Short problem: Locate each line in the records below that contains the word "team", and copy those lines.

Data to process:

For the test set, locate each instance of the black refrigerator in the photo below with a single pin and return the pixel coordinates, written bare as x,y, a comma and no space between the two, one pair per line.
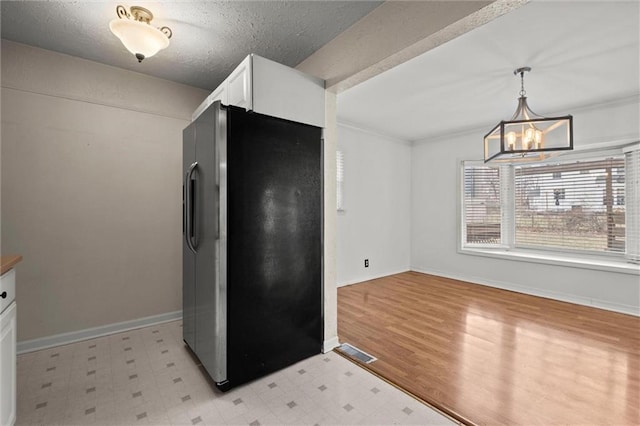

==

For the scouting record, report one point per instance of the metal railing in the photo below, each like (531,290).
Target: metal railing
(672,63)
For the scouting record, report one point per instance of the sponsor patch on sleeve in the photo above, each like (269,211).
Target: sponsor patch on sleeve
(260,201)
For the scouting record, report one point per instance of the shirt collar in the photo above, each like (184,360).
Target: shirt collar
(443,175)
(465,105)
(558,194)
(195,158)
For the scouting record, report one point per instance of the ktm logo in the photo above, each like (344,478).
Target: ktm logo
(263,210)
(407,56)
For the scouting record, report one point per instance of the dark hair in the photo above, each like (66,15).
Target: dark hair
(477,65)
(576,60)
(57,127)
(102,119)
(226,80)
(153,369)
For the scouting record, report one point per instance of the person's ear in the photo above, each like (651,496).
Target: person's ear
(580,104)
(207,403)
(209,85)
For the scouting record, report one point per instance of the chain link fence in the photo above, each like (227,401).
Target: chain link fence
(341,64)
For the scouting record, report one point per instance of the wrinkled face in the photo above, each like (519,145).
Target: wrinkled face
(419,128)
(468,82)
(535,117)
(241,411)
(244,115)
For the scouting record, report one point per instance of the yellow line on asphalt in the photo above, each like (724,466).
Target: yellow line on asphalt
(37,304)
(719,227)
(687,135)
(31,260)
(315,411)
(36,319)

==

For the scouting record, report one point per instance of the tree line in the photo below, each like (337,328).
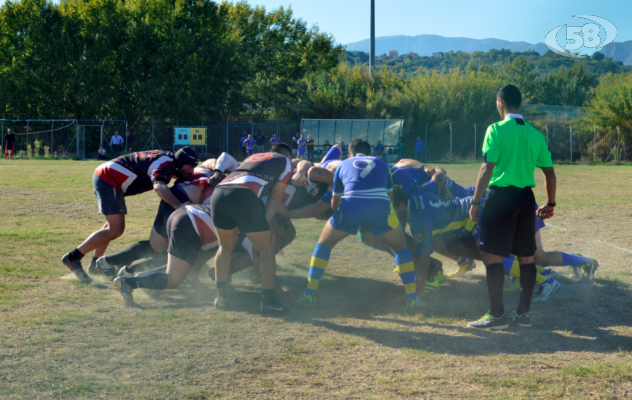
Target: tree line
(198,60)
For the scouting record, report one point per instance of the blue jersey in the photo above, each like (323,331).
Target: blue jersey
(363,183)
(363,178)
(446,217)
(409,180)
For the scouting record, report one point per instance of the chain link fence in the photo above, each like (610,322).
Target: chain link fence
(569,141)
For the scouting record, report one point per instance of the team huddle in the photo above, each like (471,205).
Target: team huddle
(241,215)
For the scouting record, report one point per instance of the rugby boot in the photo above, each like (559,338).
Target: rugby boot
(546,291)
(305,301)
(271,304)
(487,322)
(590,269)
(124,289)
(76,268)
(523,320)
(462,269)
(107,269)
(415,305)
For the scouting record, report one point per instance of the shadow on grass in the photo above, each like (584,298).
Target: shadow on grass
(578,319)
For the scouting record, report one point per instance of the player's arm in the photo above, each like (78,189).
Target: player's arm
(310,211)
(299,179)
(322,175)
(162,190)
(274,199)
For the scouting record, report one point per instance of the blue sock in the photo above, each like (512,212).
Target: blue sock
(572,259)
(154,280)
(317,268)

Problem solution:
For the scouting record, report one point per instance of the team huddle in the photo above, each like (471,205).
Target: team huddle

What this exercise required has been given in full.